### TEXTO CITADO
__________________________________________________

Ampla discussão precede a adoção de sistema; Consu define próximos passos dia 30

 Publicado em  28/05/2017 às 09h51  Campinas  Cidades


Uma das primeiras universidades brasileiras a implantar um programa de ação afirmativa, a Unicamp define nesta terça-feira (30), em reunião do Conselho Universitário (Consu), órgão máximo deliberativo da instituição, como será encaminhada a proposta de adoção de um sistema de cotas étnico-raciais pela instituição. O assunto foi objeto de três audiências públicas promovidas em 2016, organizadas por um Grupo de Trabalho (GT) constituído pela Reitoria. O GT elaborou um relatório recomendando a adoção das cotas, que foi apresentado ao Consu e posteriormente discutido nas unidades de ensino e pesquisa. Agora, o tema volta ao Conselho, que decidirá sobre como o processo de formatação e implantação do sistema será conduzido.

Na reunião da terça-feira, a Reitoria apresentará para apreciação dos conselheiros uma Deliberação Consu para tratar da política de ingresso no Vestibular Unicamp, a partir de 2019. O documento sugerirá a criação de um novo Grupo de Trabalho (GT), que se encarregará de discutir uma proposta de implementação progressiva das cotas étnico-raciais, complementada por critérios adicionais. O GT elaborará relatório com proposta concreta sobre o tema, que será amplamente debatido nas unidades de ensino e pesquisa e nos órgãos colegiados específicos, antes de seguir para decisão final do Consu, provavelmente em novembro deste ano. “Teremos cerca de seis meses para aprofundar a reflexão sobre essa questão e buscar o melhor modelo possível”, analisa o reitor Marcelo Knobel.

Na deliberação que será apresentada ao Conselho, a Reitoria informa que a Unicamp criará a Secretaria de Ações Afirmativas, Diversidade e Equidade, que responderá pela formulação, implementação, gestão e acompanhamento das políticas de ação afirmativa e combate a quaisquer formas de preconceitos no âmbito da Universidade. A Unicamp iniciou as discussões em torno das cotas étnico-raciais a partir da realização de três audiências públicas, promovidas nos meses de outubro, novembro e dezembro de 2016.

__________________________________________________

### MATERIAL A PROCESSAR
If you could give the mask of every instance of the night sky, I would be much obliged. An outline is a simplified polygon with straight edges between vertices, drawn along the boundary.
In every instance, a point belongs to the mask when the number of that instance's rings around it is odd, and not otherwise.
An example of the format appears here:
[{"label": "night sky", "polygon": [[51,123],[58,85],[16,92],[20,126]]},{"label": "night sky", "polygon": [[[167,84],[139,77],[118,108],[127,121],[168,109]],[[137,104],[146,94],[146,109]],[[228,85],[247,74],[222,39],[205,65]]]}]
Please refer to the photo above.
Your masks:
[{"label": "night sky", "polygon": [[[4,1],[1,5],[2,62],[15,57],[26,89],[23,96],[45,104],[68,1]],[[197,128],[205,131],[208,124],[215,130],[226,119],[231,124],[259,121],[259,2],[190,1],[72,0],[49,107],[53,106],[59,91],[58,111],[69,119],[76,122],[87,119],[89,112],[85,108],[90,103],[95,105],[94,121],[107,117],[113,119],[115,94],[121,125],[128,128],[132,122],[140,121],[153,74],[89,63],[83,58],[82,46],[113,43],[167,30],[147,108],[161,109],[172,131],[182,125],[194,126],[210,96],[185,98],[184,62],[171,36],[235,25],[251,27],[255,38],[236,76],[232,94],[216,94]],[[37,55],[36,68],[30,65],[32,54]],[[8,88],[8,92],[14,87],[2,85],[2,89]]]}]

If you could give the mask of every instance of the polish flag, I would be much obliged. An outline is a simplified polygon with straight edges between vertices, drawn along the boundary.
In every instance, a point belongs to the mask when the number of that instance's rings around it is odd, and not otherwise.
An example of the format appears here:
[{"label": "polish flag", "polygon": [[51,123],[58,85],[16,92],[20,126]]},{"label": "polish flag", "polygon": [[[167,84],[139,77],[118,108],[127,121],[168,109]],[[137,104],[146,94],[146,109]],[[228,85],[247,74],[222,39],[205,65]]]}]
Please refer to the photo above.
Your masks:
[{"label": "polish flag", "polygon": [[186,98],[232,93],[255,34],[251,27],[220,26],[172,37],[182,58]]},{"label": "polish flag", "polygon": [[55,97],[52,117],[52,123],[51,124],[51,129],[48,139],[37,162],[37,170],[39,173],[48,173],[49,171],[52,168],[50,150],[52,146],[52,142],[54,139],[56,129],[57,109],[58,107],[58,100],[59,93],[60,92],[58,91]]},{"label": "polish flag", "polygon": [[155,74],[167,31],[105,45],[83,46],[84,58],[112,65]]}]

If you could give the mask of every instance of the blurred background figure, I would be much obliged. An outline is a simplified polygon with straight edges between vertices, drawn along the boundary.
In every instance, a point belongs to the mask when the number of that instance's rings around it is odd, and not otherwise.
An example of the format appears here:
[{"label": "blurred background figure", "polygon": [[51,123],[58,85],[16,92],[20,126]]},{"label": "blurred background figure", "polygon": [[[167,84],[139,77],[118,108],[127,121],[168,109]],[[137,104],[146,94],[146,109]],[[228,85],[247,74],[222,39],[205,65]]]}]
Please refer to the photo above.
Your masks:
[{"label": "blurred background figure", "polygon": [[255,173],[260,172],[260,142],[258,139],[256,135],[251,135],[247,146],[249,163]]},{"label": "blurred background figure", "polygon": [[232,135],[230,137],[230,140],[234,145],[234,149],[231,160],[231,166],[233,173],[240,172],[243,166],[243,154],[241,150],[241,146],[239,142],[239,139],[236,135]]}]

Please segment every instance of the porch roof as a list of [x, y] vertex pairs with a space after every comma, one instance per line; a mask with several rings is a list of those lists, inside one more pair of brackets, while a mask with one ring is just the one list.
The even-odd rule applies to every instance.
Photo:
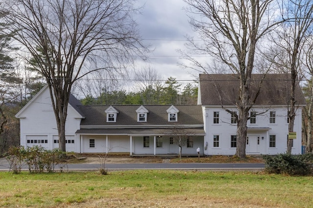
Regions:
[[164, 135], [186, 134], [189, 135], [204, 135], [203, 128], [181, 128], [173, 130], [170, 128], [145, 129], [82, 129], [76, 134], [81, 135], [127, 135], [130, 136]]

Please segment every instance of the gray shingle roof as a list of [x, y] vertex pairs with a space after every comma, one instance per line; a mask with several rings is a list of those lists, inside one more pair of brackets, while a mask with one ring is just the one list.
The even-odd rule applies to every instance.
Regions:
[[[166, 110], [171, 105], [143, 105], [148, 111], [147, 122], [137, 122], [136, 110], [141, 105], [112, 105], [119, 113], [116, 122], [107, 122], [105, 111], [110, 105], [78, 106], [80, 111], [85, 115], [82, 119], [81, 126], [145, 126], [200, 125], [203, 125], [202, 109], [201, 106], [175, 105], [179, 111], [178, 122], [169, 122]], [[139, 127], [140, 128], [140, 127]]]
[[[141, 128], [141, 129], [82, 129], [77, 130], [75, 133], [79, 134], [93, 135], [170, 135], [173, 134], [171, 128]], [[178, 131], [180, 132], [190, 135], [204, 135], [203, 128], [183, 128], [183, 130]]]
[[[251, 76], [250, 98], [255, 95], [262, 74]], [[239, 79], [235, 74], [201, 74], [200, 92], [203, 105], [221, 105], [218, 95], [221, 95], [224, 105], [235, 105], [239, 97]], [[291, 75], [267, 74], [262, 84], [255, 105], [286, 105], [290, 97]], [[306, 101], [298, 82], [295, 88], [296, 105], [305, 105]]]

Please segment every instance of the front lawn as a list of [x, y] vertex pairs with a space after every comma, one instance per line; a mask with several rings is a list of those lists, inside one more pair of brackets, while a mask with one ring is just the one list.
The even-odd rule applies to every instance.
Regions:
[[304, 208], [312, 177], [263, 172], [0, 172], [0, 207]]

__________________________________________________

### INSTRUÇÕES
a) Reproduza, por favor, as linhas de dados da linha que contém "Please segment every instance of the porch" até a linha que contém "135], [130, 136]]", incluindo as duas, sem colocar as imagens na resposta.
b) Dê continuidade à notícia sobre as cotas na Unicamp a partir do ponto em que ela termina.
A notícia sobre as cotas na Unicamp e as linhas de dados não têm relação entre si.

### RESULTADOS FINAIS
a)
Please segment every instance of the porch roof as a list of [x, y] vertex pairs with a space after every comma, one instance per line; a mask with several rings is a list of those lists, inside one more pair of brackets, while a mask with one ring is just the one list.
The even-odd rule applies to every instance.
Photo:
Regions:
[[164, 135], [186, 134], [189, 135], [204, 135], [203, 128], [181, 128], [173, 130], [170, 128], [145, 129], [82, 129], [76, 134], [81, 135], [127, 135], [130, 136]]

b)
As reuniões contaram com a participação de especialistas no assunto e também de representantes de movimento sociais, de organizações ligadas ao tema e da população. As reflexões e relatos de experiências colhidos nessas ocasiões fundamentaram um relatório, no qual o GT apresentou propostas para a adoção de cotas por parte da Universidade. A principal sugestão foi a substituição do atual sistema de bonificação pelo sistema de reserva de vagas-cotas étnico-raciais para negros (pretos e pardos incluídos) e indígenas.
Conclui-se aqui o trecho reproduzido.